Woods was convicted on charges of aggravated murder, aggravated attempted murder, and two counts of criminal possession of a weapon for the July 2007 shooting in Crown Heights that left Timoshenko dead and his partner wounded during a routine traffic stop.

Woods was the last of three men tried for their separate roles in the incident. I

Prosecutors argued Woods, Robert Ellis and Dexter Bostic acted as a team to shoot Timoshenko and now-Detective Herman Yan because they were caught with a stolen SUV and with illegal weapons in the vehicle. Prosecutors said Bostic shot and killed Timoshenko, Ellis simultaneously hit Yan, and Woods was the driver.

Bostic was convicted of aggravated murder and attempted murder days after his co-defendant Ellis was acquitted on those charges.

Three separate juries heard the case because the men made statements implicating each other.

Ellis dodged a murder conviction, but was convicted on the weapons possession charges.

Prosecutors said Bostic sat in the front passenger’s seat of the stolen sport utility vehicle and shot 23-year-old Timoshenko twice in the face after he approached.

He “waited, waited until Officer Timoshenko was so close that there would be no mistake, no chance for him to miss. He fired the gun twice into the unsuspecting officer’s face,” prosecutor Anna-Sigga Nicolazzi said during the case.

Yan was shot in the chest as he approached the other side of the SUV. His bullet-resistant vest saved his life.

Attorneys for Ellis and Woods each claimed their client was the driver and therefore could not have fired at the officers. Ellis took the stand in his own defense, saying he worried he’d be shot by the officers if he said the wrong thing. His defense attorney Danielle Eaddy claimed Woods was the shooter and law enforcers bent on blaming her client refused to take evidence into account.

But prosecutors said Ellis wouldn’t have skipped town had he been the driver. Woods stayed at his girlfriend’s house after the shooting and was taken in for questioning before the other two were found.

The July 2007 killing sparked a manhunt that spanned several states and didn’t end until two of the men were captured in the Pocono Mountains.

Ellis and Bostic, 34-year-old roommates, were driven to Pennsylvania and planned to hide in the woods and live off peanut butter and crackers, prosecutors said. They were captured after about four days in a patch of trees near Interstate 80. Woods, 29 at the time, did not go with them. Three guns were found in the SUV.

◆ WHAT TO DO
(1) Answer these questions from the article about the trial:
(a) According to prosecutors, which of the three men was the driver?
(b) What saved Yan's life?
(c) How many guns were found in the SUV?
(2) Find every line of the rows that contains the string "windshield", matching case exactly, and copy each such line.

◆ DATA EXCERPTS
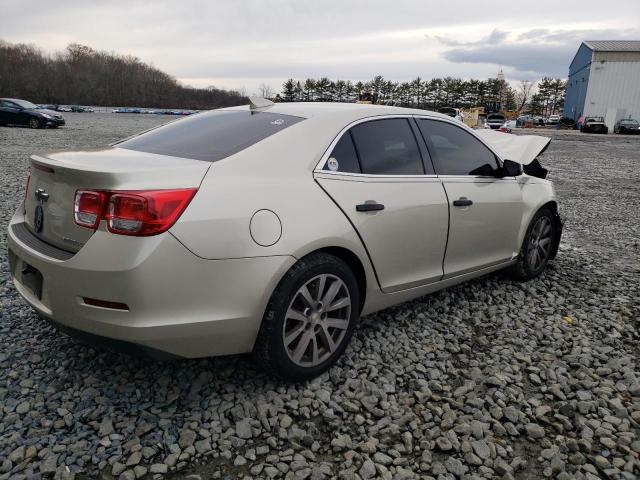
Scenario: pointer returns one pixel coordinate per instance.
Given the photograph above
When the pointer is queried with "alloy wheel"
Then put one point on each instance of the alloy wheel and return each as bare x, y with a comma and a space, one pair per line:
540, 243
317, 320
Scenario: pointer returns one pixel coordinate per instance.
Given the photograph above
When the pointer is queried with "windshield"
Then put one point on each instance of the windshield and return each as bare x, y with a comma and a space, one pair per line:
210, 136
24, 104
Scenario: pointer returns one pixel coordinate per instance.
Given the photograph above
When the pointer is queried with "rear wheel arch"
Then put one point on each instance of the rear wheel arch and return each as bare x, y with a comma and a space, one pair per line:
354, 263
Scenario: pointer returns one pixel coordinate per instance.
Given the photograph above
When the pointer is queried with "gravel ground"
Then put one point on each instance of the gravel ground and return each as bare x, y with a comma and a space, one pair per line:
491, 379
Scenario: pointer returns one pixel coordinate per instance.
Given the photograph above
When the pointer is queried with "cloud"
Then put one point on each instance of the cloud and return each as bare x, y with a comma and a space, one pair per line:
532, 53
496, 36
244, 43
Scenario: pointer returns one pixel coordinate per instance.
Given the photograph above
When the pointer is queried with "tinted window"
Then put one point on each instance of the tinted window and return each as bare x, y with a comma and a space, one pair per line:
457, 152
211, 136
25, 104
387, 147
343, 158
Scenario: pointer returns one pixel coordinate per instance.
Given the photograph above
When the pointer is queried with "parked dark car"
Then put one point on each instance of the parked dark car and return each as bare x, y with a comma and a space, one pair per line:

◆ LIST OF SOLUTIONS
(1)
(a) Woods
(b) His bullet-resistant vest
(c) Three

(2)
When the pointer is queried with "windshield"
Then put one point on each instance of the windshield and return each as bare x, y with a comma and a space, one pair per line:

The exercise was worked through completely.